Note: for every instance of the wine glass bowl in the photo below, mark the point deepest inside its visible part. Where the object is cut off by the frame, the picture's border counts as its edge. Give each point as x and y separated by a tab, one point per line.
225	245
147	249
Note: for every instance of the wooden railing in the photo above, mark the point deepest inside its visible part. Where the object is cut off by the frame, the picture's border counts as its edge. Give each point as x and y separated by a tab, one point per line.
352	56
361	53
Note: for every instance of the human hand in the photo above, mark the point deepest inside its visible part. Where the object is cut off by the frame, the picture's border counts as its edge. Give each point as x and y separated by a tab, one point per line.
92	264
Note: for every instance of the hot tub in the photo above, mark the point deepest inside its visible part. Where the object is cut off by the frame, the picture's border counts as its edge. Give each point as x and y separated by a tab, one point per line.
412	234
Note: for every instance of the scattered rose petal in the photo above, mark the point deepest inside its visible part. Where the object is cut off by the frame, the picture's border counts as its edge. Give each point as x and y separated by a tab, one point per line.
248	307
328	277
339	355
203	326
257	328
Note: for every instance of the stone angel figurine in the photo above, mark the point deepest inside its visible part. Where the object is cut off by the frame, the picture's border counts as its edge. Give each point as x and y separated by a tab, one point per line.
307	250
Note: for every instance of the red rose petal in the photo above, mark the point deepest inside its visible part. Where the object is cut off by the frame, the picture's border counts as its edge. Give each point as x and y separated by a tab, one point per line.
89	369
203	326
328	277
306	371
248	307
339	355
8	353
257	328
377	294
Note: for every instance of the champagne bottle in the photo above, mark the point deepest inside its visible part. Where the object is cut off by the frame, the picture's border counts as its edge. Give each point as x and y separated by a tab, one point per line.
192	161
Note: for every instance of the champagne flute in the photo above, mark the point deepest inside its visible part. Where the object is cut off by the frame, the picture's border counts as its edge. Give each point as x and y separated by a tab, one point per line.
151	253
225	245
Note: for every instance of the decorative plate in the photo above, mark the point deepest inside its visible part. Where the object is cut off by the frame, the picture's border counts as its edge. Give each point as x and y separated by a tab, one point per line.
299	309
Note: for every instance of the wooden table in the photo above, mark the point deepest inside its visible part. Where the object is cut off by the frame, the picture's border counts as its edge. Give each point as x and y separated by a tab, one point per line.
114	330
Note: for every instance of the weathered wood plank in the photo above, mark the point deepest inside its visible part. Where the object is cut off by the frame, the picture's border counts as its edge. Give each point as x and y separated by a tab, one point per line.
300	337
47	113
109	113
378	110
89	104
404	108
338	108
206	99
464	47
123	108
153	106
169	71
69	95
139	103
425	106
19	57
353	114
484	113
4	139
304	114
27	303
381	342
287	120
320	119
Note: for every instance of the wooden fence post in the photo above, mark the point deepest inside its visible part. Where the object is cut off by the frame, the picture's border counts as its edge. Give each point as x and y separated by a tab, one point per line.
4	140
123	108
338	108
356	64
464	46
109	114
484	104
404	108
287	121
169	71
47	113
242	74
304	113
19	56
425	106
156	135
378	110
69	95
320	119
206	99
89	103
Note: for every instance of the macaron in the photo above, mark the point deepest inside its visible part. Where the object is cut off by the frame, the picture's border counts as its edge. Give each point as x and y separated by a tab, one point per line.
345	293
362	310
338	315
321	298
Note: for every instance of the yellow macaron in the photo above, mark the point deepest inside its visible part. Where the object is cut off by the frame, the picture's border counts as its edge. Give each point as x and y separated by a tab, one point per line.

=======

The full listing above is to be given again exactly.

• [Final answer]
Note: for every instance of the wine glass bowl in the photo below, mark the point deepest inside its visible part. Where the object is cut off by the frame, the picture's border counts as its edge. Give each point as x and y separated by a tab, one point per line.
225	245
147	249
Note: for every instance of the wooden railing in the photo above, mark the point deepest inside its visible part. Where the object is cut off by the frame, the picture's border counts as its edge. Give each point as x and y separated by a tab, one point per line.
352	56
361	53
Note: for every instance of the human hand in the photo above, mark the point deepest inside its visible part. Where the object is cut off by the frame, the picture's border counts as its edge. Give each point as x and y separated by a tab, one point per line.
92	264
Note: for every instance of the hot tub in the photo above, mark the point deepest inside its visible part. Where the object is cut off by the frame, the picture's border counts as its edge. Give each point as x and y separated by a tab, one point per line.
412	234
Note: for every instance of the scattered rose petal in the photo above, mark the point deepest inside its visible part. Where the object is cut off by the frame, the picture's border counts as its edge. Give each point as x and y separated by a tab, one point per line.
248	307
328	277
339	355
203	326
257	328
Note: for every instance of the stone angel figurine in the photo above, mark the point deepest inside its visible part. Where the object is cut off by the frame, the picture's border counts as its edge. Give each point as x and y separated by a tab, one point per line.
307	250
Note: for every instance of the red rose petal in the photo above, mark the point deepest inside its visible part. Where the object is cut off by the frame, the picture's border counts as its edge. Give each point as x and y separated by a tab, one point per line.
89	369
203	326
328	277
306	371
248	307
339	355
8	353
257	328
377	294
Note: for every instance of the champagne bottle in the photo above, mark the point deepest inside its visible part. Where the object is cut off by the frame, the picture's border counts as its edge. Give each point as x and y separated by a tab, one point per line.
192	161
Note: for every instance of the champagne flute in the photo above, mark the point deepest inside its visible part. Where the object is cut off by the frame, the picture's border counts as its edge. Give each point as x and y separated by a tab, one point per line.
151	253
225	245
Note: for every instance of the decorative plate in the photo above, mark the point deepest inside its visible part. Where the object is cut off by the frame, the picture's border counts as its edge. Give each point as x and y separated by a tab, one point per line.
299	309
Note: for every instance of the wooden table in the photo above, mark the point deepest inside its visible part. Where the object is cut off by the frame, the picture's border counts as its edge. Give each point as x and y separated by a tab, one point per line.
114	330
Note: for every instance of the weathered wood plank in the photo above, mark the point deepest inside its visible part. Where the object is cut off by the frame, the picture's border counts as its edge. Give each point as x and y separated by a tab, one point per line.
300	337
47	113
109	113
378	110
89	104
404	108
338	108
206	99
464	47
123	108
153	106
169	71
69	95
139	103
425	106
19	57
353	114
484	113
4	139
304	114
27	303
381	342
287	120
320	119
Note: for every instance of the wooden fence post in the photo above, mark the point deepest inside its visible part. Where the object is cut off by the frame, the picture's border counts as its edge. Give each point as x and y separated by a tab, one point per line.
4	140
123	108
338	108
356	64
464	46
109	114
484	104
404	108
287	121
169	71
47	113
242	74
304	113
19	56
425	106
156	135
378	110
69	95
320	119
206	99
89	103
Note: for every instance of the macaron in the photo above, mark the point deepest inside its visible part. Where the object is cut off by the frame, the picture's border counts as its edge. Give each point as x and y separated by a tab, one point per line.
345	293
362	310
338	315
321	298
Note: for every instance of the yellow macaron in the photo above, mark the point deepest inside its visible part. Where the object is cut off by the frame, the picture's border counts as its edge. Give each point as x and y separated by a tab, one point per line.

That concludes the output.